Transitioning of the Plugins#

The Freva plugins are an essential part of Freva. Most likely the transitioning from the old python2 to the new python3 based system, needs special care. A complete rewrite of the plugin manager is planned. This section should therefore be seen as intermediate solutions for plugin transitioning.

Currently we recommend creating an anaconda environment for each plugin. This approach has several advantages:

  • reproducible as each plugin will get a anaconda environment file.

  • no version and dependency conflicts occur.

  • once set up easy to maintain.

These are the disadvantages of this method:

  • an anaconda environment file has to be created for each plugin.

Transitioning steps:#

There are multiple ways of how you can get your old plugin back to the new Freva system. We do recommend a deployment strategy involving conda. While this strategy is not strictly necessary it offers the best as possible reproducibility and is host system independent. Meaning your plugins can be easily transitioned to other institutions and are more likely to work after major system updates on your host system. Here we briefly cover the steps that are needed to bring your old plugin back to life in the new Freva system. We will also discuss alternatives to using conda. Regardless of choice on using conda or not the first two steps will be necessary.

***

▶ **PROBLEM TO WORK ON**
Could you write what comes next in the Freva plugin page, starting after its last sentence? The data has no connection to the Freva plugin page.

***

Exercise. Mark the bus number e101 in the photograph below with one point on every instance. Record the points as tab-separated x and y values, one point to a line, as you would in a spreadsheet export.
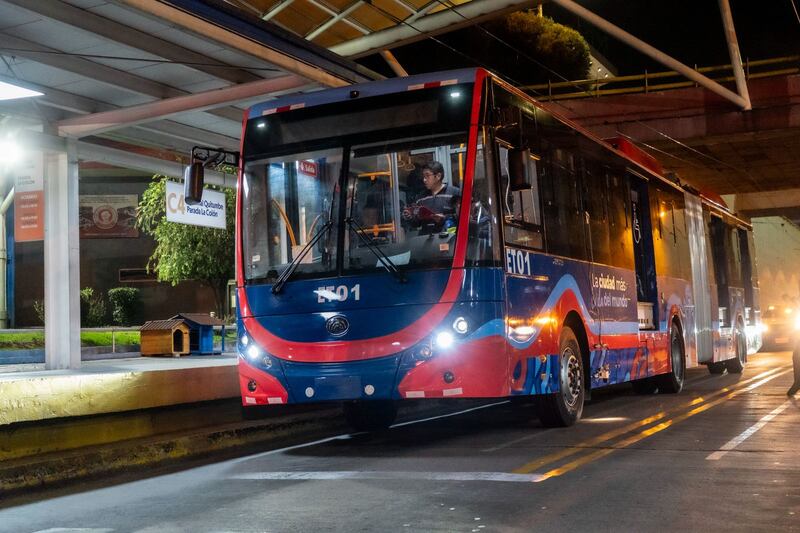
338	294
518	262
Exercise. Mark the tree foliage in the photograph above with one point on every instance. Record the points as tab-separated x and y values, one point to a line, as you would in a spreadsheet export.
185	252
557	48
523	47
125	305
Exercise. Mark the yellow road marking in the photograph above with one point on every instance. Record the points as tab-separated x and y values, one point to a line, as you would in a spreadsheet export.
595	441
653	430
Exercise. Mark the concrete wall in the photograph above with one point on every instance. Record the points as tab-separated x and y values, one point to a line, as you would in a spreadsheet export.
778	259
101	260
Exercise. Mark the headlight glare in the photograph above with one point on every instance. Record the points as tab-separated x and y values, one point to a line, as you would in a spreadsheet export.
253	352
444	340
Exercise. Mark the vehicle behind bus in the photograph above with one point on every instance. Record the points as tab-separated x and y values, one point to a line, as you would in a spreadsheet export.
549	264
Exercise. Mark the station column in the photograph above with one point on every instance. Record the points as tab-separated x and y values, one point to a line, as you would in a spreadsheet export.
62	260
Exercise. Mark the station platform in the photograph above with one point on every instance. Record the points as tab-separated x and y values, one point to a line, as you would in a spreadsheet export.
28	393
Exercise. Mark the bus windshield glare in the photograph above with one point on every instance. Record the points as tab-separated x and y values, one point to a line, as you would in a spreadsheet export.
390	208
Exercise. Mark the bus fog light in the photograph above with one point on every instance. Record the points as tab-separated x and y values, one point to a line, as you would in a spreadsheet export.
424	351
461	326
444	339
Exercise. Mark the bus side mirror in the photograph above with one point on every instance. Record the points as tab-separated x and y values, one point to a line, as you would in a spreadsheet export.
520	177
193	180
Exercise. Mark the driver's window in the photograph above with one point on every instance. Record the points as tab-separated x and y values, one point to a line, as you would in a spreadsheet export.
404	198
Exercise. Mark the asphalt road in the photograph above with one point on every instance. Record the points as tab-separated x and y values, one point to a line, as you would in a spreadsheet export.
723	455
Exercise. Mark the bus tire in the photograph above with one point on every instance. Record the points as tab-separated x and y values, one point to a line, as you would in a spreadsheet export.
672	383
564	408
737	364
644	386
717	368
370	415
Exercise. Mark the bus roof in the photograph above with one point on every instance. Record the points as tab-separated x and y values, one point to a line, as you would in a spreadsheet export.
372	88
435	79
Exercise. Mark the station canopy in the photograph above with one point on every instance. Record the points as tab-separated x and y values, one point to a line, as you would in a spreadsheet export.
138	83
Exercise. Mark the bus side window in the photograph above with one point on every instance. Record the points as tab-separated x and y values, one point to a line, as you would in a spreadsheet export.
482	222
594	180
619	221
564	221
521	209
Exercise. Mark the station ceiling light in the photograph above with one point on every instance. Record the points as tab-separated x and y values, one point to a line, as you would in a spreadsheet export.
10	92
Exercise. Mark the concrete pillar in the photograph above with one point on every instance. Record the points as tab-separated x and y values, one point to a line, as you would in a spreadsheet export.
61	260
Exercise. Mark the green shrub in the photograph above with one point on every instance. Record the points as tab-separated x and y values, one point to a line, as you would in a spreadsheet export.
124	305
93	308
38	308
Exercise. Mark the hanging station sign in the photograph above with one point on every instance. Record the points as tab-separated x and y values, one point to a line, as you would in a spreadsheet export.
210	212
29	200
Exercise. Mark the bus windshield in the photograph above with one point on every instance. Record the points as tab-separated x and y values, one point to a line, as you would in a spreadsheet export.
390	205
401	163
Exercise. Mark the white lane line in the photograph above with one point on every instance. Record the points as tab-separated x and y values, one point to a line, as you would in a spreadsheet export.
75	530
389	475
746	434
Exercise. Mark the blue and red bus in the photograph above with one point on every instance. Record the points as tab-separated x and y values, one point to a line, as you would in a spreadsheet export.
558	263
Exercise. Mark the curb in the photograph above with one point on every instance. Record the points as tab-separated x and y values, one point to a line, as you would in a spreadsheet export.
62	467
58	468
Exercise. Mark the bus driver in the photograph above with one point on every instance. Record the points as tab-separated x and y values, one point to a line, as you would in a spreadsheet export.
432	211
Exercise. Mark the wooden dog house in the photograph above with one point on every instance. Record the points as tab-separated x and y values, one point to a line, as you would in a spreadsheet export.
201	331
165	337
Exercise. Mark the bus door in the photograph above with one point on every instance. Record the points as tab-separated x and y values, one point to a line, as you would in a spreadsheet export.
612	280
719	235
644	256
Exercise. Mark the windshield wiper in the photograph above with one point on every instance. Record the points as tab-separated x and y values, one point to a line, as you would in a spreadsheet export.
382	257
286	274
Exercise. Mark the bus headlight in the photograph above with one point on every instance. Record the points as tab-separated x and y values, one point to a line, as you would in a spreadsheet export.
460	325
444	340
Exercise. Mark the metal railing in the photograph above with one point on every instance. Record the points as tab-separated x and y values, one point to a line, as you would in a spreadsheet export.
659	81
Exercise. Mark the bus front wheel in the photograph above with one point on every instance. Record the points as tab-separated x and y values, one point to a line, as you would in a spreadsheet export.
736	365
673	382
564	408
371	415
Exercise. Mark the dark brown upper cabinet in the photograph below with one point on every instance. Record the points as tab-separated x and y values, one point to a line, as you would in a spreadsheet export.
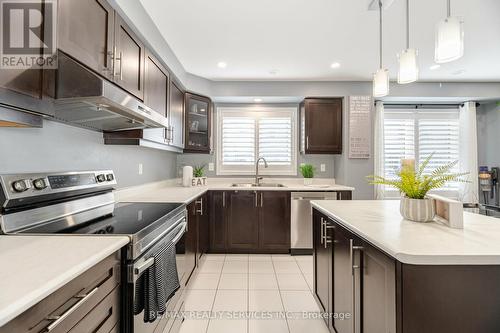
86	32
274	220
23	87
198	124
176	115
129	59
156	85
321	126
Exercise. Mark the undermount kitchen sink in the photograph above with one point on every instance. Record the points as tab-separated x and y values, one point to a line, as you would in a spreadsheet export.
257	185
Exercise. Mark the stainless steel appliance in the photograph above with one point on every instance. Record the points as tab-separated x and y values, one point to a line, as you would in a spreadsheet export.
301	230
489	187
85	99
83	203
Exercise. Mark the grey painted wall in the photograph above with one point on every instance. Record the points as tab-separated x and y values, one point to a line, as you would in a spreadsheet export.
488	129
59	147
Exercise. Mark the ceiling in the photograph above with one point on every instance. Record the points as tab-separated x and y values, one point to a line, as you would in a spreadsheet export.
300	39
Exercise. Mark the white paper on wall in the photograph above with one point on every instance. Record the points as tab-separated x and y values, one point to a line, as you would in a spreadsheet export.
360	126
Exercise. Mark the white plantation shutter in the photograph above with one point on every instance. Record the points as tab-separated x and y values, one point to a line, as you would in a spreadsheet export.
275	140
399	143
245	134
238	140
417	134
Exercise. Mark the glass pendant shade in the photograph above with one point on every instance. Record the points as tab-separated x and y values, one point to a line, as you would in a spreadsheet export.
449	40
408	68
381	83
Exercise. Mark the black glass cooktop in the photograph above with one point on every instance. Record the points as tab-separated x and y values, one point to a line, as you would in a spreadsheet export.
123	219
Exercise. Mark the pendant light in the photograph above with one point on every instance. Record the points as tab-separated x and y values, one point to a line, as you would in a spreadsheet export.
408	68
449	38
381	77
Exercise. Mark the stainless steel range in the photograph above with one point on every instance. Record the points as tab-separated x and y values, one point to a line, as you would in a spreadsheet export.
83	203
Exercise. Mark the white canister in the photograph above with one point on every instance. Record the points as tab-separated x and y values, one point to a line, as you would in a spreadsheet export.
187	175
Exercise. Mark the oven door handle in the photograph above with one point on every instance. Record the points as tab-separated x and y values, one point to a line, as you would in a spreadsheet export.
180	233
141	268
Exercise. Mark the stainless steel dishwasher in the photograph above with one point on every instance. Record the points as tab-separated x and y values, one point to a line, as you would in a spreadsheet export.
301	233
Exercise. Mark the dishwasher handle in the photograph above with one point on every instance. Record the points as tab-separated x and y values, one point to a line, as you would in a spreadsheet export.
313	198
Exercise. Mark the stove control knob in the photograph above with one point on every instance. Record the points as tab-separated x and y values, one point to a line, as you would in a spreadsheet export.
39	184
20	185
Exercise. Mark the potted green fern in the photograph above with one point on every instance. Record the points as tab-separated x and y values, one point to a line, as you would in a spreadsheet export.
414	186
307	171
198	176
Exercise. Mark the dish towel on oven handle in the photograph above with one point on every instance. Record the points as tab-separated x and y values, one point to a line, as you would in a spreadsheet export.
158	284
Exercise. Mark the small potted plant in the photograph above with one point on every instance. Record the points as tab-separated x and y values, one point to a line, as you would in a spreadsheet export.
414	185
198	176
307	171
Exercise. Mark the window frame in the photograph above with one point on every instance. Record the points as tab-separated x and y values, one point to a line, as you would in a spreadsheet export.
417	115
256	111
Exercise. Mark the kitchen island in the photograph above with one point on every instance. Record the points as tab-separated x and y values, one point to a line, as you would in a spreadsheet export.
394	275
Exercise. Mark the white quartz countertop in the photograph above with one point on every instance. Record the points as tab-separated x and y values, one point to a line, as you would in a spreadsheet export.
172	191
380	223
33	267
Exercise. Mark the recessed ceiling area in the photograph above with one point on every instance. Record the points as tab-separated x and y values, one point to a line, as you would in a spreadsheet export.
301	40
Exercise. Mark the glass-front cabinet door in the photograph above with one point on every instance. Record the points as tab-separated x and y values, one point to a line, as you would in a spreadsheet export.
198	117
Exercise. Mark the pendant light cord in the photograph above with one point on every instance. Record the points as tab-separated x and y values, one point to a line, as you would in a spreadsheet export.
380	29
407	24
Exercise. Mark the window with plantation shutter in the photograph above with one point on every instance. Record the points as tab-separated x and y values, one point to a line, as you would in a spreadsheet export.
417	133
245	134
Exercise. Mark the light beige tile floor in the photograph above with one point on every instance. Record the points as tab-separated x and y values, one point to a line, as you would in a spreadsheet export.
250	294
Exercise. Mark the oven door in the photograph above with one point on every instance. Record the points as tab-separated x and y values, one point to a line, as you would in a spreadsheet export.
135	270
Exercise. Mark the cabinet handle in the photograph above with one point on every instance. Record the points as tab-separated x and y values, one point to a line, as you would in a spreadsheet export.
59	319
321	231
327	239
352	249
120	74
143	109
200	202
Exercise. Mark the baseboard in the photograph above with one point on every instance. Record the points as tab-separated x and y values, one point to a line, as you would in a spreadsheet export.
300	252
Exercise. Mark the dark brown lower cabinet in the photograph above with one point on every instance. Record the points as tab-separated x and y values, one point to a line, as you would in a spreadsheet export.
322	265
203	225
274	220
98	312
249	221
217	221
243	220
378	294
191	239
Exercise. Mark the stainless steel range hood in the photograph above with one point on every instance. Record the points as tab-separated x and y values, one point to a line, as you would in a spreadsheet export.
13	117
84	99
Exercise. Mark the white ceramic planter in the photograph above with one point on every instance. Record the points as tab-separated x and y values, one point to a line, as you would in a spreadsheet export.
199	181
418	210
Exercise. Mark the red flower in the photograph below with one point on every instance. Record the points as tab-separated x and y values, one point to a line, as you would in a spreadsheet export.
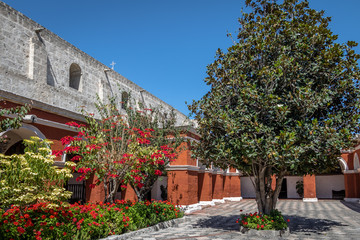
158	172
57	153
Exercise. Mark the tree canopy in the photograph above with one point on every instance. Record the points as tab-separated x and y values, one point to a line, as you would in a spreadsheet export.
284	99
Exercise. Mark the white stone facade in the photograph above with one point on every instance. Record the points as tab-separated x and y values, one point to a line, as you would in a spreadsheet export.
35	68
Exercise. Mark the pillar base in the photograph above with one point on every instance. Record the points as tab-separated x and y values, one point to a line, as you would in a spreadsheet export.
351	199
233	199
206	203
310	199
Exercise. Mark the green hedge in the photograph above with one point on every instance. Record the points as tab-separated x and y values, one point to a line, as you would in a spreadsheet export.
89	221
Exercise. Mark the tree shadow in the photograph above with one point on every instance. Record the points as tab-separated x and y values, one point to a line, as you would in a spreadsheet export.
219	222
352	205
307	226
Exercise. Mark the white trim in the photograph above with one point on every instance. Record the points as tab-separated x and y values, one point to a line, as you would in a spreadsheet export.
190	208
351	199
310	199
53	124
233	199
31	118
206	203
182	168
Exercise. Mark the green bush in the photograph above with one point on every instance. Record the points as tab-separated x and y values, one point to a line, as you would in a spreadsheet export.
89	221
273	221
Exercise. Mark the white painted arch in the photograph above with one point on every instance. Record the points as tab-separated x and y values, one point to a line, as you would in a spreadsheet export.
24	132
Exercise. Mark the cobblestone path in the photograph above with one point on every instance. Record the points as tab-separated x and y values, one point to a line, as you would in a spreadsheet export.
327	219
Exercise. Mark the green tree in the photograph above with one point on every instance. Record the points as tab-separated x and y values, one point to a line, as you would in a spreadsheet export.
284	98
131	146
31	177
14	122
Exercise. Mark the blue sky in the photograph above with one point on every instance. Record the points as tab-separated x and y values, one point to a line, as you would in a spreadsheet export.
163	46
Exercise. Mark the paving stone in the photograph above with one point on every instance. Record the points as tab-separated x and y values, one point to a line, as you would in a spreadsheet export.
328	219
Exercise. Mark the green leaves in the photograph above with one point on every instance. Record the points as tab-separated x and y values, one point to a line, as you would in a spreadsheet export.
285	95
32	177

***

▶ **WRITTEN ANSWER**
Common steps:#

  1. clone the repository of a plugin, change into the directory and create a new branch.

  2. export the user plugin variable:

export EVALUATION_SYSTEM_PLUGINS=$PWD/path_to_wrapper_file,class_name
freva plugin -l

Most certainly, the plugin manager will output a warning that the plugin could not be loaded. If it does, change the plugin accordingly to make the warning messages go away.

a. Using conda:#

As mentioned above this step has the advantage that you increase the reproducibility of your plugin. Transitioning your plugin to other institutions is also easy because all libraries are encapsulated from the host system and hence independent. While not strictly necessary it is a good idea to familiarise yourself with anaconda.

  1. Download the conda environment file template and the Makefile template

  2. Add all dependencies to the plugin-env.yml file. In doubt search anaconda.org for dependencies.

  3. If needed adjust the build step in the Makefile for compiling plugin dependencies, e.g. fortran dependencies.

  4. Execute make all to install the conda environment and build the plugin dependencies.

  5. Execute the plugin and check if everything goes well.

  6. Format the plugin using black: black -t py310 path_to_plugin.py

b. Using the environment of freva#

If your plugin doesn’t need many libraries you can simply try to use everything the comes with freva. This is the easiest way as you don’t have to do anything. Simply try to execute all commands that come with your plugin and see what happens.

c. Using software of the host system#

You can also make use of the software installed on the host system. For example via spack. Many HPC systems offer the module command. Using this approach will result in a plugin that is tailored around the current host system you are using. Future updates may break usage and you defiantly won’t be able to use your plugin at other institutions.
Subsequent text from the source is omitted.